### [Task brief]
Every picture should be left out, but the lines below must be repeated exactly.
**** Material for this exercise
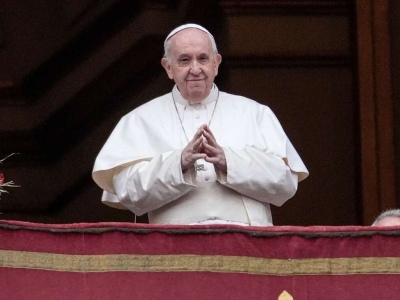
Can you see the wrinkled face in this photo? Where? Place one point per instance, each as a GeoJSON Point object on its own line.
{"type": "Point", "coordinates": [192, 64]}
{"type": "Point", "coordinates": [389, 221]}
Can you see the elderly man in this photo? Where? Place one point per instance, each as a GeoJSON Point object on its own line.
{"type": "Point", "coordinates": [198, 155]}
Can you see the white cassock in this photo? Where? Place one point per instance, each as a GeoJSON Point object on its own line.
{"type": "Point", "coordinates": [139, 167]}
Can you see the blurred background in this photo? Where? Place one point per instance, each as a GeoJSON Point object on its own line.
{"type": "Point", "coordinates": [69, 70]}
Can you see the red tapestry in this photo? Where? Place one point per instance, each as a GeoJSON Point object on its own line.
{"type": "Point", "coordinates": [141, 261]}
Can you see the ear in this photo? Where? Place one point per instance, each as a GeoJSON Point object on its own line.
{"type": "Point", "coordinates": [167, 67]}
{"type": "Point", "coordinates": [217, 62]}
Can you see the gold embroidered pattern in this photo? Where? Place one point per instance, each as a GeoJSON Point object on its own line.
{"type": "Point", "coordinates": [199, 263]}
********
### [Task answer]
Can you see the wrinkled face in this photo? Where? Place one point per instance, each as a GeoJSON Point object on its own line.
{"type": "Point", "coordinates": [192, 64]}
{"type": "Point", "coordinates": [389, 221]}
Can you see the elderly man in this photo? Where? Place one point per instance, each as a GeoJSON Point object on its own line.
{"type": "Point", "coordinates": [198, 155]}
Can you see the white cassock in this photo? Where? Place one point per instance, each as a GeoJSON Point object on its own line.
{"type": "Point", "coordinates": [139, 167]}
Can you see the blurred background in this photo? Where? Place one point per instance, each as a GeoJSON Point object on its own line.
{"type": "Point", "coordinates": [69, 70]}
Can you see the red tapestry in this photo? Where? Place one point per instance, each as a GeoJSON Point object on its own line.
{"type": "Point", "coordinates": [141, 261]}
Can you see the ear in this photo? Where? Place one point per instance, each as a GeoJSON Point object on its own line.
{"type": "Point", "coordinates": [167, 67]}
{"type": "Point", "coordinates": [217, 62]}
Can you see the gold embroidered pattern in this photo? Where? Place one point per instance, each as a GeoJSON Point object on its own line.
{"type": "Point", "coordinates": [199, 263]}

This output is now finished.